> _Extract provided_:
# # # # #

2022-09-15

sovay: (Renfield)
I am spending too much of my days lately in so much pain that I am randomly falling asleep from the exhaustion of it, but I am trying not to lose track of time as completely as the first half of this week. Have some things.

1. Because I have known for decades that Tanith Lee wrote two episodes of Blake's 7 (1978–81) and has a handful of radio credits besides, I must have known that her oft-reprinted vampire novelette "Nunc Dimittis" (1984) was adapted for an episode of The Hunger (1997–2000), but somehow I had missed the fact that it stars David Warner. I don't care if it's a good adaptation or not. To my absolute shock, the DVDs of the relevant season are available through my local library system. I am only trying to decide whether to wait until October to watch it.

2. I don't want to get into a fight in the letters section of the London Review of Books, but I had such an explosively inimical reaction to a portion of this review of a new biography of T.S. Eliot that I wound up reading several columns aloud to my mother in order to express my disagreements vocally, which she was patient with.

It's worth pausing on this key question for biographers of poets: how many words can be walled off from personal biography as cases of pure sound? )

I was with the reviewer as far as tracing the prosody of Eliot's prose was concerned and then in the middle of the third paragraph I blew a gasket, because I have never formally studied Eliot beyond a high school introduction to "The Love Song of J. Alfred Prufrock," but I know a lot of poets. People who play with language will play with it in their private lives as much as their professional endeavors, not as a form of keeping their hand in while resting up from their vocation, but just because their brains are tuned for it. (Spot the five-stress phrase!) It's part of communication. It entertains, it emphasizes, it may even be unconscious. I have two separate friends who tend toward fiction that could be scanned as blank verse. I am prone to patterns of allusion and assonance and incantation almost no matter what I am writing, on which I try to keep an eye in case they need breaking. It doesn't surprise me at all that Eliot had shifting registers of poetry in his letters; I might be more surprised if he did not. (Blame Christopher Marlowe.) I really stick at calling it a secular spiritual exercise. In short, I am willing to grant Eliot all sorts of inescapable importance in the history of English literature and my development as a writer personally, but when it comes to juggling tones and rhythms outside of his published verse, I do not see how he differs at all from the general run of poets. Or even people who just like words.

# # # # #

> _Records provided_:
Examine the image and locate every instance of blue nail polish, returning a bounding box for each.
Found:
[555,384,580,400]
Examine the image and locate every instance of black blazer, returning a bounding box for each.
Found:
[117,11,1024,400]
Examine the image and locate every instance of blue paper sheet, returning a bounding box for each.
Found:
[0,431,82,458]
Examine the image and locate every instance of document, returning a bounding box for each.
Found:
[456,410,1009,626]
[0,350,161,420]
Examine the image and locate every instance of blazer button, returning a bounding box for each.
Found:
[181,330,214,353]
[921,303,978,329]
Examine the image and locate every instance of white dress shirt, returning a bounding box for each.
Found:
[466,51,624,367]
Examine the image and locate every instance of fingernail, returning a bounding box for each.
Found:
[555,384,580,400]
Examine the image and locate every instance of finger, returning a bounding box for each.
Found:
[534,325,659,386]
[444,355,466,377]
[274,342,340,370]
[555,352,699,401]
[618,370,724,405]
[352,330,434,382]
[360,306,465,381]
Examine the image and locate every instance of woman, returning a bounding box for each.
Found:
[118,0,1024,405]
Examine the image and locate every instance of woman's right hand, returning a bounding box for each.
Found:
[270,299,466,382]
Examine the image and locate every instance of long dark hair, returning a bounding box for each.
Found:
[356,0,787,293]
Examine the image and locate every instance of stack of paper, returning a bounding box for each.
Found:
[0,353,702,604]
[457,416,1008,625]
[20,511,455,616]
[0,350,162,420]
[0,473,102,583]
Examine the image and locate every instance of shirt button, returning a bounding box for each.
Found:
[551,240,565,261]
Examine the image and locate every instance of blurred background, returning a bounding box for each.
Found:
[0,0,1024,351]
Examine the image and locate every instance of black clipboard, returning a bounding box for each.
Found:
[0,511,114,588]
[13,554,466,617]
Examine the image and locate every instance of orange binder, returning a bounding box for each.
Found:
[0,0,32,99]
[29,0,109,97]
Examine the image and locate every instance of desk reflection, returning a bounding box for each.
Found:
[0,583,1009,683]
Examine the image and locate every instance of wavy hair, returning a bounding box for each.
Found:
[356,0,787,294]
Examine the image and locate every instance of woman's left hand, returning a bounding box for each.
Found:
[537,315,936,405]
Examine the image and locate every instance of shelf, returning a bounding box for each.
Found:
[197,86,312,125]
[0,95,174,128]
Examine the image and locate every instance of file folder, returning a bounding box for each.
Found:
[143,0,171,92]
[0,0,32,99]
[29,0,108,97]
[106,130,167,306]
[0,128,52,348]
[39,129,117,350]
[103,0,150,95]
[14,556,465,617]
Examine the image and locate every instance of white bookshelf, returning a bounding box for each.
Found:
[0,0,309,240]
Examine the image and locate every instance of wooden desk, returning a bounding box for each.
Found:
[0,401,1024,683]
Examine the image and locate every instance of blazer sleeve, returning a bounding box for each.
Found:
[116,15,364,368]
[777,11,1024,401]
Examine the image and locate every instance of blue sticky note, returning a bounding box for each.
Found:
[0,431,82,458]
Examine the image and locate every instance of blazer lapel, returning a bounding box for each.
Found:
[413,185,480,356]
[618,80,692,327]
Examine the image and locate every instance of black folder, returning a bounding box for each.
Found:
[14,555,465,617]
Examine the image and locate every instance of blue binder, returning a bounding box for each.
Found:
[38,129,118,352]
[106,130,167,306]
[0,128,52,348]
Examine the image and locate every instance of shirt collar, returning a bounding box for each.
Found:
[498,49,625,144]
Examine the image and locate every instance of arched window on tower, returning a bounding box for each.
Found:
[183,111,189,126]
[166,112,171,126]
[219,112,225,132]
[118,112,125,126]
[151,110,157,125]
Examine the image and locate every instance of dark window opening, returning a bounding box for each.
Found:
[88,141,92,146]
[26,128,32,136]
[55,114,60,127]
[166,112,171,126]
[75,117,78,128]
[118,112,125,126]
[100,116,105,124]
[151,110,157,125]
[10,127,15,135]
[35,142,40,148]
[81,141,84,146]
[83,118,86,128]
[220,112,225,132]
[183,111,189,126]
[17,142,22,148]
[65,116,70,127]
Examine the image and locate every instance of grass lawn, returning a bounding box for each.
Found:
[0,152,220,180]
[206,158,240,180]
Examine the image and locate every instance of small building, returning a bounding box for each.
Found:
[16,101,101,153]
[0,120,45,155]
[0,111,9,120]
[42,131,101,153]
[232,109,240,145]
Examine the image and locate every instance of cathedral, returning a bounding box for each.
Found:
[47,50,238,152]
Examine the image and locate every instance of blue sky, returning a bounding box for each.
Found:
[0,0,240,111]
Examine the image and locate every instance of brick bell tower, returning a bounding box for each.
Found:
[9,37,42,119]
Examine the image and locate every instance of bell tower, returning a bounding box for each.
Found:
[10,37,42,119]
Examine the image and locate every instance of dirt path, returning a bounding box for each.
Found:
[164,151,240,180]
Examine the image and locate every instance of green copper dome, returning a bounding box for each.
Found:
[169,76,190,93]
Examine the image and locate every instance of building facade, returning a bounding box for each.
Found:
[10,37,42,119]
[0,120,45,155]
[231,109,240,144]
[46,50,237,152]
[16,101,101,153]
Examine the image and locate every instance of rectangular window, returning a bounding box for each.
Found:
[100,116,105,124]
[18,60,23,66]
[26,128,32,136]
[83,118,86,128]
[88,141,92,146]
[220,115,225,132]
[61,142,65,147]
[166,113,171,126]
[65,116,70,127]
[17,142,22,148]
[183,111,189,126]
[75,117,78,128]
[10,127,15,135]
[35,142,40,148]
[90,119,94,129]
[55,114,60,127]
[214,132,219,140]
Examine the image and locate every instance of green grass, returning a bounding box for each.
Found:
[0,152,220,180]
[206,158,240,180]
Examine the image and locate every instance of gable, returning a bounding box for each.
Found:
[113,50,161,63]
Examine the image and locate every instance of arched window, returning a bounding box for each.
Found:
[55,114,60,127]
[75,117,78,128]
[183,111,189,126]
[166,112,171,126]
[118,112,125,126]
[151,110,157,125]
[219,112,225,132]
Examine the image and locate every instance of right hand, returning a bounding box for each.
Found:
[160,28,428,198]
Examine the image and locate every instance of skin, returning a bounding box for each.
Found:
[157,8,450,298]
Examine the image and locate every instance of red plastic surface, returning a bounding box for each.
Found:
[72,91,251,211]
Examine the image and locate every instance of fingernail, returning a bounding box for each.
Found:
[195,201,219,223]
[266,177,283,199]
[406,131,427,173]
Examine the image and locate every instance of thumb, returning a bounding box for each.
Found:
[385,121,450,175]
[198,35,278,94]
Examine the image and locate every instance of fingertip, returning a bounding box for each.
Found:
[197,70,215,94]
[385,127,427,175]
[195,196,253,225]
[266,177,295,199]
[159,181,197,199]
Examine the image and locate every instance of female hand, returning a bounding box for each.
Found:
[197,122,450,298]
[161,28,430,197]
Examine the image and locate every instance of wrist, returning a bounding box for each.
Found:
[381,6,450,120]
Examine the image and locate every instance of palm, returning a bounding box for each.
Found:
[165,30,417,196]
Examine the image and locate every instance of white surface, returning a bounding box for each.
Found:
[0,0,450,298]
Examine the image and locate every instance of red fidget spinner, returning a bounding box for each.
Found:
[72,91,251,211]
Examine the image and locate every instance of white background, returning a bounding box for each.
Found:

# # # # #

> _Work order_: Write out the whole journal entry on Tanith Lee and the T.S. Eliot review word for word. The listing comes from a different source than the journal entry.

> _Solution to the problem_:
2022-09-15

sovay: (Renfield)
I am spending too much of my days lately in so much pain that I am randomly falling asleep from the exhaustion of it, but I am trying not to lose track of time as completely as the first half of this week. Have some things.

1. Because I have known for decades that Tanith Lee wrote two episodes of Blake's 7 (1978–81) and has a handful of radio credits besides, I must have known that her oft-reprinted vampire novelette "Nunc Dimittis" (1984) was adapted for an episode of The Hunger (1997–2000), but somehow I had missed the fact that it stars David Warner. I don't care if it's a good adaptation or not. To my absolute shock, the DVDs of the relevant season are available through my local library system. I am only trying to decide whether to wait until October to watch it.

2. I don't want to get into a fight in the letters section of the London Review of Books, but I had such an explosively inimical reaction to a portion of this review of a new biography of T.S. Eliot that I wound up reading several columns aloud to my mother in order to express my disagreements vocally, which she was patient with.

It's worth pausing on this key question for biographers of poets: how many words can be walled off from personal biography as cases of pure sound? )

I was with the reviewer as far as tracing the prosody of Eliot's prose was concerned and then in the middle of the third paragraph I blew a gasket, because I have never formally studied Eliot beyond a high school introduction to "The Love Song of J. Alfred Prufrock," but I know a lot of poets. People who play with language will play with it in their private lives as much as their professional endeavors, not as a form of keeping their hand in while resting up from their vocation, but just because their brains are tuned for it. (Spot the five-stress phrase!) It's part of communication. It entertains, it emphasizes, it may even be unconscious. I have two separate friends who tend toward fiction that could be scanned as blank verse. I am prone to patterns of allusion and assonance and incantation almost no matter what I am writing, on which I try to keep an eye in case they need breaking. It doesn't surprise me at all that Eliot had shifting registers of poetry in his letters; I might be more surprised if he did not. (Blame Christopher Marlowe.) I really stick at calling it a secular spiritual exercise. In short, I am willing to grant Eliot all sorts of inescapable importance in the history of English literature and my development as a writer personally, but when it comes to juggling tones and rhythms outside of his published verse, I do not see how he differs at all from the general run of poets. Or even people who just like words.